## EXERCISE OBJECTIVE
Copy the entire listing below word for word, changing nothing.
+ + + + + + +
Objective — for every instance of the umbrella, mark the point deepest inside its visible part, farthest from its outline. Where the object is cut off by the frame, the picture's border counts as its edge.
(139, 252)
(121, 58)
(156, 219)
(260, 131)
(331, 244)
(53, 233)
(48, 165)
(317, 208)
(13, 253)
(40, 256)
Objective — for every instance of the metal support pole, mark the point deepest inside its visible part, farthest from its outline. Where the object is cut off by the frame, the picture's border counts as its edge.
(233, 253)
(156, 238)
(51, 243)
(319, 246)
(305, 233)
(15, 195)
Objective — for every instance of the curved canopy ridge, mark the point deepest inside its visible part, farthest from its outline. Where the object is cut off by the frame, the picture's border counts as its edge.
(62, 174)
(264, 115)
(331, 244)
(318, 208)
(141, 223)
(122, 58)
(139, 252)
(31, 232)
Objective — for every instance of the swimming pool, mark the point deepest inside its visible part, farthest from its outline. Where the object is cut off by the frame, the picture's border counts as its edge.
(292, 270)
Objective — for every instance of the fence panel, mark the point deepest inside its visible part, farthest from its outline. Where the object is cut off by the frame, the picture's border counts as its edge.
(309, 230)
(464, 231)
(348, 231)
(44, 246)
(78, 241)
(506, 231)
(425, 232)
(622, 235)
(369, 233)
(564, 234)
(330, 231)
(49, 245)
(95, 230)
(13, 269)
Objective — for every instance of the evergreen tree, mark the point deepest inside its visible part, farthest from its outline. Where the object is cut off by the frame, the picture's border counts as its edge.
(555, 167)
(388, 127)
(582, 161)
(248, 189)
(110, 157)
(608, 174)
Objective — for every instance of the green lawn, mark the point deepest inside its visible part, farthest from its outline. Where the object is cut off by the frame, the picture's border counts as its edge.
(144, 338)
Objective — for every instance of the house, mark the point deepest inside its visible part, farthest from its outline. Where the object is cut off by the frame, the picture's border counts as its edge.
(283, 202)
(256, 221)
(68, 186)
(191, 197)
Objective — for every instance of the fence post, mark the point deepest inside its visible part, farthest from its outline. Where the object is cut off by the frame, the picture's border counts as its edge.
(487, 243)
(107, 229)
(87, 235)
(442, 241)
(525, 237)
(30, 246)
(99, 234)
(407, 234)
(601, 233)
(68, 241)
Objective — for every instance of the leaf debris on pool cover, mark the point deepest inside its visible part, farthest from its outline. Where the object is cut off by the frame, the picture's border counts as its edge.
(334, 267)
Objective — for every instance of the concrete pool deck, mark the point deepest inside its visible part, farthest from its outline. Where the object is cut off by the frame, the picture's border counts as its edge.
+ + + + + + +
## RESPONSE TO THIS TASK
Objective — for every instance of the umbrella, mark the point deepest inside its visible part, farthest from its outline. Where the object is cut off by the frame, the picture's border counts as its edge.
(139, 252)
(121, 58)
(156, 219)
(260, 131)
(331, 244)
(53, 233)
(48, 165)
(317, 208)
(13, 253)
(40, 256)
Objective — for every instance of the metal support pole, mark the point deepest inside its visible part, farthest from its outline. Where the object is cut off by the frame, the picture's border counts as its edge.
(233, 253)
(156, 238)
(51, 243)
(319, 246)
(305, 233)
(15, 195)
Objective — for every instance of the curved canopy ridge, mark the point deepest inside its visible part, farthest from its outline. Where the object is cut off by the frame, the picture's border counts as its edge.
(62, 174)
(264, 115)
(331, 244)
(318, 208)
(141, 223)
(122, 58)
(139, 252)
(31, 232)
Objective — for every instance of the swimming pool, mark the point deepest inside its visible part, farthest from its outline. Where the object is cut off by the frame, the picture's border counts as its edge.
(292, 270)
Objective — for every instance of the fence panel, mark the point deepest inside its visible part, farthest from its outline. Where the object is cut off by the frame, the picture's border counts as its edge.
(309, 230)
(464, 231)
(348, 231)
(44, 246)
(78, 241)
(506, 231)
(425, 232)
(622, 235)
(369, 233)
(564, 234)
(330, 231)
(49, 245)
(95, 230)
(13, 269)
Objective — for every instance of the evergreen tree, mark the point deepest inside its visible part, farthest from its outline. Where the object is cut off by the frame, the picture's border counts as its edge.
(555, 167)
(388, 127)
(582, 161)
(248, 189)
(110, 157)
(608, 174)
Objective — for every instance of the green lawn, mark the point deepest inside its visible part, farthest from its outline. Where the object is cut off by the frame, the picture's border counts as its edge.
(144, 338)
Objective — for every instance of the house, mark the point deepest inside its visible part, farthest from its outline. Where the object is cut off by the frame, the picture's border counts as its edge.
(283, 202)
(256, 221)
(68, 186)
(191, 197)
Objective — for every instance of the fence post, mark the point deepest inside its visible part, farthest from its outline. Where the object is cut off by the frame, the picture's border counts as its edge.
(487, 243)
(107, 229)
(87, 235)
(442, 241)
(525, 237)
(30, 246)
(99, 234)
(407, 234)
(601, 233)
(68, 241)
Objective — for every instance of the leaf debris on pool cover, mark the point deepest inside its visible part, farthest from its outline. Where the object is cut off by the frame, the picture's border counts as its edge.
(334, 267)
Objective — for every instance of the concrete pool deck, mark the point deepest inside its visible part, farthest from its outline. Where the object is cut off by the frame, the picture's border counts as its edge.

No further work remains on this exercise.